Retype the data that follows exactly. No pictures belong in the copy.
* * * * *
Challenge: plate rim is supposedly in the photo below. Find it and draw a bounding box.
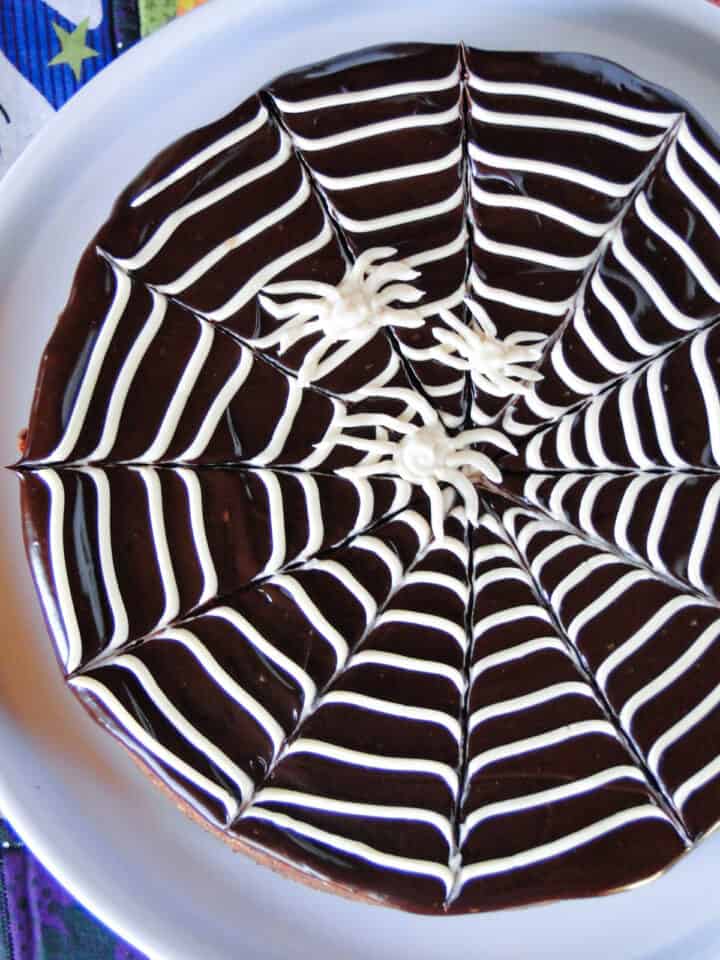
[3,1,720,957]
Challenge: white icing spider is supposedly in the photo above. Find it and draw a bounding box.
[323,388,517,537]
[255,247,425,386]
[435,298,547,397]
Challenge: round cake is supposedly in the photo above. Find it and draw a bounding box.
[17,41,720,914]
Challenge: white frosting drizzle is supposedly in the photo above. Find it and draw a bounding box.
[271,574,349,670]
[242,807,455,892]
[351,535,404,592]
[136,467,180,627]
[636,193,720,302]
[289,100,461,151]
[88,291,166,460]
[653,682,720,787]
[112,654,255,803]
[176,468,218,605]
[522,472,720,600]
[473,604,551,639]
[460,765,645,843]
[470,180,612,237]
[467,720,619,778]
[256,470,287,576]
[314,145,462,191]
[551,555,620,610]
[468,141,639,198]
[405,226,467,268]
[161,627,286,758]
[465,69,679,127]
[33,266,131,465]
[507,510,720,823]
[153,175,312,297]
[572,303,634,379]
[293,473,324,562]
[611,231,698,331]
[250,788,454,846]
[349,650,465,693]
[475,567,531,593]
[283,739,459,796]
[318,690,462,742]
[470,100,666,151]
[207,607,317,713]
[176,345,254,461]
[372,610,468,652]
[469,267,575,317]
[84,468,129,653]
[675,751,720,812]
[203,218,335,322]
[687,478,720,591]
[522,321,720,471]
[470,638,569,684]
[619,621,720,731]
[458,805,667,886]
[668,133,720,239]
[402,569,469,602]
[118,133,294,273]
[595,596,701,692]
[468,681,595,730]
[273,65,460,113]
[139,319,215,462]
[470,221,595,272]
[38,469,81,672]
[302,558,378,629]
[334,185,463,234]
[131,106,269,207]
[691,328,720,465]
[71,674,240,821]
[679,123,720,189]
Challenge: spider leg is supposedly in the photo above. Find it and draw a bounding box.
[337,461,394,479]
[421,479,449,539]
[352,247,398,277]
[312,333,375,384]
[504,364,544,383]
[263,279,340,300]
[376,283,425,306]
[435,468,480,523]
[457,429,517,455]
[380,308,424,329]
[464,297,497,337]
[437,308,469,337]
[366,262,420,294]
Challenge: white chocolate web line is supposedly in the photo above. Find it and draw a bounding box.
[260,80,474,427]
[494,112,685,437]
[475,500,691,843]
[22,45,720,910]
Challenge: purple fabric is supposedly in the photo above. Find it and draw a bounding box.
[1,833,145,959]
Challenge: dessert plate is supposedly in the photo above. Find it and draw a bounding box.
* * * * *
● Your response
Challenge: plate rim is supposedly in the photo below. Find it and draw a bounding box.
[3,1,720,957]
Challenge: white icing spider is supposedly in the photo above. Find it and draw a bounding box.
[323,388,517,537]
[255,247,425,386]
[435,298,547,397]
Challenge: round cake is supposedly in the photo above. Find it and draw a bounding box.
[17,41,720,914]
Challenge: white frosting drizzle is supposedly in the photo above. Find it and draw a bounding box.
[271,574,349,670]
[242,807,455,892]
[351,535,404,592]
[136,467,180,627]
[636,193,720,302]
[289,100,461,151]
[88,291,166,460]
[653,682,720,787]
[112,654,255,803]
[176,468,218,605]
[522,472,720,600]
[473,604,551,639]
[460,765,645,843]
[470,180,612,237]
[467,720,619,778]
[256,470,287,576]
[314,145,462,191]
[551,555,620,610]
[468,141,639,198]
[405,226,467,268]
[161,627,286,758]
[465,69,679,127]
[33,266,131,465]
[507,510,720,823]
[153,175,312,297]
[572,303,634,379]
[293,473,324,562]
[611,231,698,331]
[250,788,454,846]
[349,650,465,693]
[475,567,531,593]
[283,739,459,796]
[318,690,462,742]
[470,100,666,151]
[207,607,317,713]
[176,345,254,461]
[372,610,468,652]
[469,267,575,317]
[84,468,129,653]
[675,751,720,812]
[203,218,335,322]
[687,478,720,591]
[522,321,720,471]
[470,638,569,684]
[619,621,720,731]
[458,805,667,886]
[668,133,720,239]
[402,569,469,602]
[118,133,294,273]
[595,596,701,692]
[468,681,595,730]
[273,65,460,113]
[139,319,215,462]
[470,221,595,272]
[38,469,81,672]
[302,558,378,629]
[334,185,463,234]
[131,106,269,207]
[691,328,720,465]
[71,674,240,821]
[679,123,720,189]
Challenge: spider leg is supposedly in the photo above. Find it and draw a bounding box.
[337,461,394,479]
[421,479,449,539]
[352,247,398,277]
[312,333,375,384]
[504,364,544,383]
[263,279,340,300]
[376,283,425,306]
[435,468,480,523]
[457,429,517,455]
[380,308,424,329]
[464,297,497,337]
[437,308,469,337]
[366,262,420,294]
Challenge: white chocolate web line is supposedly in the photo above. Find it and draw a bounding box.
[260,80,474,427]
[494,112,685,437]
[475,500,691,843]
[22,45,720,910]
Challenge: purple fabric is supposedly in the photo above. Find it and draw a bounding box.
[1,833,145,959]
Challenge: dessert plate is supposedly in the photo above. Find it and draw a bounding box.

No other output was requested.